> _TAREFA PROPOSTA 1_: No texto sobre os protestos, de qual curso Maria Tânia Nagaki é coordenadora?
> _TAREFA PROPOSTA 2_: Escreva a continuação do texto sobre os protestos e o pedido de impeachment, começando logo após a última frase.

> _TEXTO DO EXERCÍCIO_:
========

A cientista social e coordenadora do curso de gestão pública da Universidade Potiguar (UnP), Maria Tânia Nagaki, também compartilha da mesma análise. Ela diz ainda que alguns grupos que saem para protestar ainda não conseguem fundamentar suas reivindicações, como ocorreu em 2013. “Naqueles movimentos eram pessoas usando da baderna como forma de querer justificar e querer mudanças. Perderam até o sentido dessas mudanças. Hoje o que acontece é que as questões econômicas que surgiram a partir dos escândalos de corrupção vêm fazer com que as pessoas mostrem o desagrado, inclusive por promessas feitas em campanha e que o oposto está sendo executado”, diz a professora. Ela questiona se há grupos políticos se beneficiando da iniciativa de pessoas que não se dão conta de que estão contribuindo para provocar uma instabilidade político-administrativa com uma tentativa de impeachment que, por enquanto, diz, não se justifica. “Será que não está beneficiando grupos para desestabilizar o país? Tem sentido? É fácil pedir impeachment quando a sociedade ainda não conhece o significado disso. Para as mudanças ocorrerem os movimentos precisam ter sustentabilidade e motivação e estes perdem a força quando não se sustentam”, conclui Tania Nagaski.

========

Registros extraídos de um conjunto de dados:
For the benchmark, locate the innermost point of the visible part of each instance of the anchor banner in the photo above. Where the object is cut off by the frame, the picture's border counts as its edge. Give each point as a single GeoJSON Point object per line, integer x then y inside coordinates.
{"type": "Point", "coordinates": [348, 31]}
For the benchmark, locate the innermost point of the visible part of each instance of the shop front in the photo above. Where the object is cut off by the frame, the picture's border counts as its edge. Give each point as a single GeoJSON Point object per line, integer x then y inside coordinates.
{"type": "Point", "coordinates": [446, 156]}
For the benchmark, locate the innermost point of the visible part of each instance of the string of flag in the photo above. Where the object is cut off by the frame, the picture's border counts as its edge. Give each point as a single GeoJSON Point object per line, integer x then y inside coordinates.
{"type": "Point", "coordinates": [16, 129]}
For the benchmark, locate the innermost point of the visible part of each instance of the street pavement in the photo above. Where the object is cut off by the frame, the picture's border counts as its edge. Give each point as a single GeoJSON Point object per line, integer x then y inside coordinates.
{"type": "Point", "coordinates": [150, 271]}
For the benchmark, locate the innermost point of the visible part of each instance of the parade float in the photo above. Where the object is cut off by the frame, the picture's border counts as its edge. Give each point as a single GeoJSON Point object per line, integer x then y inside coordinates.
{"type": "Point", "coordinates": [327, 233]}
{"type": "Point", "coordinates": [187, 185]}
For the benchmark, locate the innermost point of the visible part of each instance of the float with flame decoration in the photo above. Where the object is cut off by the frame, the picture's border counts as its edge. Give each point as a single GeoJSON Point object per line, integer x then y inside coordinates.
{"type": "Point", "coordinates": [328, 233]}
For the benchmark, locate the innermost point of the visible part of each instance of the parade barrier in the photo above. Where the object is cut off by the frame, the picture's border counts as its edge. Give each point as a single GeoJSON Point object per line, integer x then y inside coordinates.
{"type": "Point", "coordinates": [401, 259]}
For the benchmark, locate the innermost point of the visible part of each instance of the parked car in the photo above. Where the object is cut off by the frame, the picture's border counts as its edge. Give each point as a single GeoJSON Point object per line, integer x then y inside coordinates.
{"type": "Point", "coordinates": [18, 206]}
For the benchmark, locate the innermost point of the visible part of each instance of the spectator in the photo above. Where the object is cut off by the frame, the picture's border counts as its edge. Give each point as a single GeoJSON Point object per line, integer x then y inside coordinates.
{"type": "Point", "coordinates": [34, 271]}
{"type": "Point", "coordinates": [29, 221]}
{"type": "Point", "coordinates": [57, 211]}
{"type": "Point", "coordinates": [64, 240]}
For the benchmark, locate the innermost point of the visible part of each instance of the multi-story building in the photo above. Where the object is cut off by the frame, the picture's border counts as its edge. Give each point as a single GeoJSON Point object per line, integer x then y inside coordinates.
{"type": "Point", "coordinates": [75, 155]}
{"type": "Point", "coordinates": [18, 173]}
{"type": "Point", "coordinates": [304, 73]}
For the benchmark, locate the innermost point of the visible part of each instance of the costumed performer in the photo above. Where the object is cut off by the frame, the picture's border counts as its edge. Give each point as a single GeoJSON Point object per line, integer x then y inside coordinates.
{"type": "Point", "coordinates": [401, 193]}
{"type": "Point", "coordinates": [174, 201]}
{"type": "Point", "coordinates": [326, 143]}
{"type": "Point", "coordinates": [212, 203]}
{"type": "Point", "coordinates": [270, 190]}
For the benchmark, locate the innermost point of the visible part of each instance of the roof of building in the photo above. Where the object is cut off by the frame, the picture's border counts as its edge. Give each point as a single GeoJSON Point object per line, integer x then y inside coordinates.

========

> _RESPOSTA ESPERADA 1_: Do curso de gestão pública da Universidade Potiguar (UnP).

> _RESPOSTA ESPERADA 2_:
José Agripino e Rógério Marinho defendem direito à manifestação Apesar dos organizadores garantirem que não existe nenhuma ligação entre o movimento e as siglas partidárias, alguns representantes políticos da oposição no estado podem aparecer e até mesmo caminhar junto aos manifestantes. O deputado federal, Rogério Marinho (PSDB), de extrema oposição ao governo Dilma Rousseff, anunciou que estará presente na condição de cidadão e que levará junto a sua família para pedir o impeachment da presidente. “O país passa por uma crise ética, moral e econômica e a população não quer ser omissa e nem emudecer. Esses protestos são uma demonstração do descontentamento com o governo e como cidadão estarei presente”, diz o deputado.

Já o senador José Agripino, um dos grandes nomes da oposição a Dilma no congresso nacional, disse que apoia o movimento, mas não comparecerá nem ao de Natal e nem a qualquer outro no país. “Considero as manifestações legítimas e parte importante da Democracia brasileira, mas não irei participar não. Julgo essas manifestações apartidárias, espontâneas e vindas da vontade popular”, disse o senador, presidente nacional dos Democratas. Nesta semana, o partido publicou uma nota oficial de apoio às manifestações contra Dilma, assinada pelo líder próprio José Agripino; Líder do partido no Senado, senador Ronaldo Caiado (GO); líder na Câmara Federal, deputado Mendonça Filho (PE); e pelo líder da minoria no Congresso, deputado Pauderney Avelino (AM). A nota dizia que os movimentos de protestos são legítimos, dignos pelo caráter pacífico e, portanto, merecedores do respeito dos Democratas.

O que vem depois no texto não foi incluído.